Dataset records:
══════════
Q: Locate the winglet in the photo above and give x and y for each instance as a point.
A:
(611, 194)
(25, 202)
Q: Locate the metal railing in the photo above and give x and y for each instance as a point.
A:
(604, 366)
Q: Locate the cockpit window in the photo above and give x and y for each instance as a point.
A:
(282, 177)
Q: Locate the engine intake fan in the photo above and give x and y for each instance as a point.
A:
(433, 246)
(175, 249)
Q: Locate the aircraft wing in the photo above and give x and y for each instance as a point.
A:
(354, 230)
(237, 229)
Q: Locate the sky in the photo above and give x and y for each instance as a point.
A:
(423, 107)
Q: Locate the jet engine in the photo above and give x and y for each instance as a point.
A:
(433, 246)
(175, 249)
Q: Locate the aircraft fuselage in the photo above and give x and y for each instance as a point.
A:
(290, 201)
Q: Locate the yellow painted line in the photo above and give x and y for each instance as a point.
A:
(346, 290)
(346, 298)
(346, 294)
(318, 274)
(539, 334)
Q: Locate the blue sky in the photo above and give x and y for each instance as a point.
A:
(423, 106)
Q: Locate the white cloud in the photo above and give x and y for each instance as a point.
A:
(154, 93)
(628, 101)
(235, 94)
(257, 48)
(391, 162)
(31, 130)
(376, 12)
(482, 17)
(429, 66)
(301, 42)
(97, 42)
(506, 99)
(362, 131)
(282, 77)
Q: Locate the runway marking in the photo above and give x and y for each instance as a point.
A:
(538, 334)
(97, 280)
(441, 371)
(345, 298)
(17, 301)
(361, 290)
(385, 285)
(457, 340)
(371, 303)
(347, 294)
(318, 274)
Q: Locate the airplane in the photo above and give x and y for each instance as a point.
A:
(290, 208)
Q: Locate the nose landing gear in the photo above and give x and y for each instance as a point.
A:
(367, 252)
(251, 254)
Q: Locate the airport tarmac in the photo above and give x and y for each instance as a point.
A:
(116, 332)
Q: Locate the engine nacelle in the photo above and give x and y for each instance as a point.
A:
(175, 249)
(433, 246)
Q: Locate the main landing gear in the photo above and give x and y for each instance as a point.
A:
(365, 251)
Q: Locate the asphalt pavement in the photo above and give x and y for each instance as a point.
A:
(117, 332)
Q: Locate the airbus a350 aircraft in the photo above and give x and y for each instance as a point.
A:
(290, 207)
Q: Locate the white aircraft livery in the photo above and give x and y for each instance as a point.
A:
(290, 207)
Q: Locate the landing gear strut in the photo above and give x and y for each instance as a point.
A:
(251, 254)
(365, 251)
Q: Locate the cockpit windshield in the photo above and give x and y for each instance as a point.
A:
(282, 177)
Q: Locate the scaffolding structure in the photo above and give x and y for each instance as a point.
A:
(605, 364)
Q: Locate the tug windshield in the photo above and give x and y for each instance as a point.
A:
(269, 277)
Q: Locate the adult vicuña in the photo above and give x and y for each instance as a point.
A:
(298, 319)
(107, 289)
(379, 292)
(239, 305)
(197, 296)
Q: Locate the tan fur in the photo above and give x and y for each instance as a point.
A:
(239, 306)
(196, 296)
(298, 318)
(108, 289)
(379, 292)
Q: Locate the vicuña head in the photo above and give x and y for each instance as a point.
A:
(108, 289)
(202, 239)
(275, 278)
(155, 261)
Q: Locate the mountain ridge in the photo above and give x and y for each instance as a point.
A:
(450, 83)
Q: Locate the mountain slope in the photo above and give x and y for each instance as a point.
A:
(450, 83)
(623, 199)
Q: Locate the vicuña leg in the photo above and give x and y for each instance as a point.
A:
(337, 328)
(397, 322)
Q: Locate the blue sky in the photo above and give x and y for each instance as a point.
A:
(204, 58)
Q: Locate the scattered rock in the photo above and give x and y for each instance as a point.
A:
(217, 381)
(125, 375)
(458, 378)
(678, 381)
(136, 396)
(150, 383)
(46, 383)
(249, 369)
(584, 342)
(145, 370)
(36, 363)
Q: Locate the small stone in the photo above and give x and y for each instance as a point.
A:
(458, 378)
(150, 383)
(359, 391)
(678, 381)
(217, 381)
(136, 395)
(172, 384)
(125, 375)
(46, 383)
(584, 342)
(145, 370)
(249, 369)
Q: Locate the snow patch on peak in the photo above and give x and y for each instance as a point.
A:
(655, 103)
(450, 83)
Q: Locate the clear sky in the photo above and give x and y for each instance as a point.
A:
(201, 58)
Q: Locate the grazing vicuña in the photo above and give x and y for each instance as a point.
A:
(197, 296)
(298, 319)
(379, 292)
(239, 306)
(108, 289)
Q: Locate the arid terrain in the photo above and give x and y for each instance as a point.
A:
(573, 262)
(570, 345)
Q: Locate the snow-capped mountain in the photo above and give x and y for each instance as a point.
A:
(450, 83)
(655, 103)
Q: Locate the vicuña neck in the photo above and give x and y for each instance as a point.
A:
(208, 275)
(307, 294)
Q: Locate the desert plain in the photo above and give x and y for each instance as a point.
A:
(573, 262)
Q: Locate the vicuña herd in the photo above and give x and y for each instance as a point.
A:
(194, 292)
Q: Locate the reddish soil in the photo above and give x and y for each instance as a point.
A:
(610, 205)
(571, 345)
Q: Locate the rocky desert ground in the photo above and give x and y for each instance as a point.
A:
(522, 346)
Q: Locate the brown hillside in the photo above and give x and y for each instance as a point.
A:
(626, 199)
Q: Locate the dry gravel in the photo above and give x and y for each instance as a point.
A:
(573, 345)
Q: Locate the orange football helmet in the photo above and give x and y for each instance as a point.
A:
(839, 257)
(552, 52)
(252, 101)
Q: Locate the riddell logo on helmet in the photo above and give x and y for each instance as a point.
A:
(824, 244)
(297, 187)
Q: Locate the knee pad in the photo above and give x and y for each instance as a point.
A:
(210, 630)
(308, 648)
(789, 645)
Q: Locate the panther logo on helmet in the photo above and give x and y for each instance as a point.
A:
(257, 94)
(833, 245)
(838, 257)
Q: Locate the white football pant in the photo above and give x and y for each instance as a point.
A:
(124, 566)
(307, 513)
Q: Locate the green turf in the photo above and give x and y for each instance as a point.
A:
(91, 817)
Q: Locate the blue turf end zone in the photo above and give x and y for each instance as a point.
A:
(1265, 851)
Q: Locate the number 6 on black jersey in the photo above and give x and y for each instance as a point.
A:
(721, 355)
══════════
§ Description of the task: Every entry is to be repeated precisely as it stands.

§ Exercise result:
Q: Locate the winglet in the photo above and give x and y for each instance as a point.
A:
(611, 194)
(25, 202)
Q: Locate the metal railing in the photo above and give x and y for each instance as a point.
A:
(604, 366)
Q: Locate the cockpit window in the photo above and give x and y for each instance as a point.
A:
(282, 177)
Q: Locate the engine intake fan in the photo above and give x and y for each instance as a point.
A:
(433, 246)
(175, 249)
Q: Locate the aircraft wing in the photo above and give x and y for each instance as a point.
A:
(354, 230)
(237, 229)
Q: Locate the sky in the photo above and give x and y for each instance as a point.
A:
(423, 107)
Q: Locate the jet engine in the photo above and give x and y for each instance as a point.
A:
(433, 246)
(175, 249)
Q: Locate the aircraft fuselage in the photo above and give x and y for each instance as a point.
A:
(290, 201)
Q: Locate the yellow painted line in the photo above and give x and y for each instance as a point.
A:
(346, 290)
(346, 298)
(346, 294)
(318, 274)
(539, 334)
Q: Locate the blue sky in the photo above and give x and y for each instance as a point.
A:
(423, 106)
Q: Locate the white cloud in the photo above and give x and y for each instance as a point.
A:
(154, 93)
(628, 101)
(235, 94)
(257, 48)
(391, 162)
(31, 130)
(376, 12)
(482, 17)
(429, 66)
(301, 42)
(97, 42)
(506, 99)
(362, 131)
(282, 77)
Q: Locate the runway marking in the photo above and give x and y for each instance as a point.
A:
(538, 334)
(97, 280)
(441, 371)
(345, 298)
(17, 301)
(361, 290)
(385, 285)
(457, 340)
(371, 303)
(347, 294)
(318, 274)
Q: Locate the airplane in the photo above and give x and y for each instance as a point.
A:
(290, 208)
Q: Locate the nose landing gear in the photo above and give x and y for each instance as a point.
A:
(367, 252)
(251, 254)
Q: Locate the airport tarmac in the photo above and give x and y for each instance as a point.
A:
(116, 332)
Q: Locate the engine nacelle in the photo above and give x and y for each instance as a point.
A:
(175, 249)
(433, 246)
Q: Locate the main landing gear in the photo above and give x and y for each instance as a point.
A:
(365, 251)
Q: Locate the asphalt pavement in the photo above and give x and y for each instance as a point.
A:
(117, 332)
Q: Locate the airbus a350 aircraft in the photo above and give x and y for each instance as a point.
A:
(290, 207)
Q: Locate the white aircraft livery in the photo above and give x and y for each instance as a point.
A:
(290, 207)
Q: Locate the landing gear strut in the photo above and give x and y for each instance as a point.
A:
(251, 254)
(365, 251)
Q: Locate the cockpit windshield in the photo above and give x and y for each instance as a point.
A:
(282, 177)
Q: Locate the scaffolding structure in the photo above and give x and y for each instance as a point.
A:
(605, 364)
Q: Locate the tug windshield in the photo above and give x and y for each instance as a point.
A:
(269, 277)
Q: Locate the adult vicuña in the photo above and give x and y for each instance as a point.
A:
(298, 319)
(107, 289)
(379, 292)
(239, 305)
(197, 296)
Q: Locate the tan fur in the photo above and give x and y for each instance as a point.
A:
(239, 306)
(196, 296)
(298, 318)
(108, 289)
(379, 292)
Q: Locate the vicuña head in the photo above and give x and y for each instance as a point.
A:
(108, 289)
(202, 239)
(275, 278)
(155, 261)
Q: Locate the mountain ridge in the photo above and give x and y for each instance as a point.
A:
(450, 83)
Q: Locate the mountain slope in the photo above and give x and y for each instance as a point.
A:
(450, 83)
(623, 199)
Q: Locate the vicuña leg in the photo above and give x and y for each instance as a point.
A:
(337, 328)
(397, 322)
Q: Locate the blue sky in the photo above and give x and y for each instance as a point.
A:
(204, 58)
Q: Locate the scattered rock in the photo above and give x and y for each instance as a point.
A:
(217, 381)
(125, 375)
(458, 378)
(678, 381)
(136, 396)
(150, 383)
(46, 383)
(249, 369)
(584, 342)
(145, 370)
(36, 363)
Q: Locate the small stone in the photo above and give x and y for each instance as a point.
A:
(458, 378)
(150, 383)
(359, 391)
(678, 381)
(217, 381)
(136, 395)
(172, 384)
(125, 375)
(46, 383)
(584, 342)
(145, 370)
(249, 369)
Q: Locate the snow patch on peak in the photo above and give x and y for each instance as a point.
A:
(655, 103)
(450, 83)
Q: Locate the clear sky in the photo above and give x and y for each instance as a point.
A:
(201, 58)
Q: Locate the grazing vicuña in the photo above and give x and y for each instance as a point.
A:
(197, 296)
(298, 319)
(379, 292)
(239, 306)
(108, 289)
Q: Locate the arid terrain in the photo above and give x and y for each instance as a point.
A:
(573, 262)
(570, 345)
Q: Locate the snow-capped mountain in the photo above and give x and y for each instance as a point.
A:
(450, 83)
(655, 103)
Q: Locate the vicuña neck in the photo above and give x and y for each instance as a point.
A:
(208, 275)
(307, 294)
Q: Locate the desert plain in the photo above and give x and y for each instance as a point.
A:
(573, 262)
Q: Locate the vicuña herd in the photo above and give x and y for each instance as a point.
A:
(194, 292)
Q: Locate the reddish soil in the photo above and give x and y for each instance as a point.
A:
(610, 205)
(571, 345)
Q: Locate the rocky desert ground in the photo above and give x and y for each instance as a point.
A:
(522, 346)
Q: Locate the brown hillside in the photo above and give x and y for each instance as a point.
A:
(626, 199)
Q: Locate the dry gravel in the photo above and give x and y for each instance as a point.
A:
(573, 345)
Q: Locate the orange football helmet in the photo above and give x and y for each instance as a point.
A:
(839, 257)
(552, 52)
(252, 101)
Q: Locate the riddell logo on helmet in the photo above and give x and y for each instance as a point.
A:
(824, 244)
(297, 187)
Q: Locate the knee pad in the photo above and give x and y for each instance as a point.
A:
(210, 630)
(308, 648)
(789, 645)
Q: Locate the panther logo on helmet in the photo above and give x and y for each instance as a point.
A:
(257, 94)
(833, 245)
(838, 257)
Q: Locate the white football pant in the photo above and give x and y for each instance as a point.
A:
(124, 566)
(307, 513)
Q: Locate the green turf in the photo above and give x and y for each instance as a point.
A:
(91, 817)
Q: Locate the blue turf end zone in the photo above and give x and y for each instance as a point.
A:
(1265, 851)
Q: Locate the number 6 on black jersey in the photo above and give x and y for each instance as a point.
A:
(721, 355)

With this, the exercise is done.